TASK ITEM =
Only the lines that hold "coordinates" should be in the answer, each copied from the data below.

RECORD EXCERPTS =
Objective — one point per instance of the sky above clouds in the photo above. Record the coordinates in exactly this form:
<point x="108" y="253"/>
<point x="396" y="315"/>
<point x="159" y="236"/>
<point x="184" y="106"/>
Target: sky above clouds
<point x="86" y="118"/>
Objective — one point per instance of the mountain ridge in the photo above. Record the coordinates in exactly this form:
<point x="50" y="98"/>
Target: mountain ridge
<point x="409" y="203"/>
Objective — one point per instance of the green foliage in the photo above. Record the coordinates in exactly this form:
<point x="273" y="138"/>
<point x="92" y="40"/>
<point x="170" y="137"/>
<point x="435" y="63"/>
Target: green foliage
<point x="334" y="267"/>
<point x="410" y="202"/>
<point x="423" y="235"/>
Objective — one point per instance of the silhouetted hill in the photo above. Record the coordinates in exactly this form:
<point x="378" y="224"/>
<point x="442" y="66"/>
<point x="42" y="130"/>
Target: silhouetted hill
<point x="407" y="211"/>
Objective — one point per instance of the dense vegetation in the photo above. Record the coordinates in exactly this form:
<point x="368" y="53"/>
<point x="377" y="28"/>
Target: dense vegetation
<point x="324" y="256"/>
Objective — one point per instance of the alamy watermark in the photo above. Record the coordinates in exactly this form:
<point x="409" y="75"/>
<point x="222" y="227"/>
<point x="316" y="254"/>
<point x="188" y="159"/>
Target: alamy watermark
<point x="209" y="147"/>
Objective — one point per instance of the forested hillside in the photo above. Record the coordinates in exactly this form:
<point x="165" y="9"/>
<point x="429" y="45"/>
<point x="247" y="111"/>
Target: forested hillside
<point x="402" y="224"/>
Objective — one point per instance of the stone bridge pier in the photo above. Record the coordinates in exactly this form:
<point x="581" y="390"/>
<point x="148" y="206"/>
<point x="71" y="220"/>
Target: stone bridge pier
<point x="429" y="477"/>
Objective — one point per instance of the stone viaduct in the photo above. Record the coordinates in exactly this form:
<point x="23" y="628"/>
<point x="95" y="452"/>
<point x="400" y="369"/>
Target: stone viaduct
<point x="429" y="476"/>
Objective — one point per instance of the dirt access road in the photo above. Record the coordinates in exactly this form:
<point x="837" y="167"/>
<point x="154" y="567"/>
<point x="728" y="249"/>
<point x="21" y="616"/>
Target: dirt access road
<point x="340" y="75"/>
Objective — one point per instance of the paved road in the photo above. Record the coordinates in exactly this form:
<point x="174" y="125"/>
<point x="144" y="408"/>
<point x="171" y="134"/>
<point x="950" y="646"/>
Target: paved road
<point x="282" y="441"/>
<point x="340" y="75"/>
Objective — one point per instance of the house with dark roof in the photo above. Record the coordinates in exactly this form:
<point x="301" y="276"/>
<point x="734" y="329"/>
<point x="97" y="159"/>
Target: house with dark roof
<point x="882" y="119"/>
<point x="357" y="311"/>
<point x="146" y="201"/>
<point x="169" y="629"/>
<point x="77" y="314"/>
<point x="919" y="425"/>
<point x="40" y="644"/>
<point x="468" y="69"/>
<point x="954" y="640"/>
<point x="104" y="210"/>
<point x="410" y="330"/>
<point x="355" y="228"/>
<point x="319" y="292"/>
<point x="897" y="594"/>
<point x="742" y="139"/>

RESPONSE BOX =
Objective — one point per instance of the sky above clouds in the photo above. Record the coordinates in exactly this form:
Objective — one point per instance of the mountain ridge in the photo above. Record the coordinates in exactly this form:
Objective — one point per instance of the green foliage in the photo above. Record the coordinates in exactly this form:
Objective — one point per instance of the silhouetted hill in the photo above. Record the coordinates in exactly this form:
Objective — one point per instance of the dense vegetation in the photo above. Record the coordinates in exactly this form:
Objective — one point per instance of the alamy watermark in the photo above. Record the coordinates in exactly this form:
Objective — one point per instance of the forested hillside in the photo above. Record the coordinates in exactly this form:
Objective — one point per instance of the stone bridge pier in the photo above. Record the coordinates in exactly this form:
Objective — one point per instance of the stone viaduct in the photo above. Record the coordinates in exactly this form:
Objective — one point per instance of the dirt access road in the photo above. Record the coordinates in exactly this form:
Objective — one point per instance of the paved road in the photo above. Record the coordinates in exactly this form:
Objective — one point per instance of the house with dark roof in the photo above. Record the coordinates in exactly this form:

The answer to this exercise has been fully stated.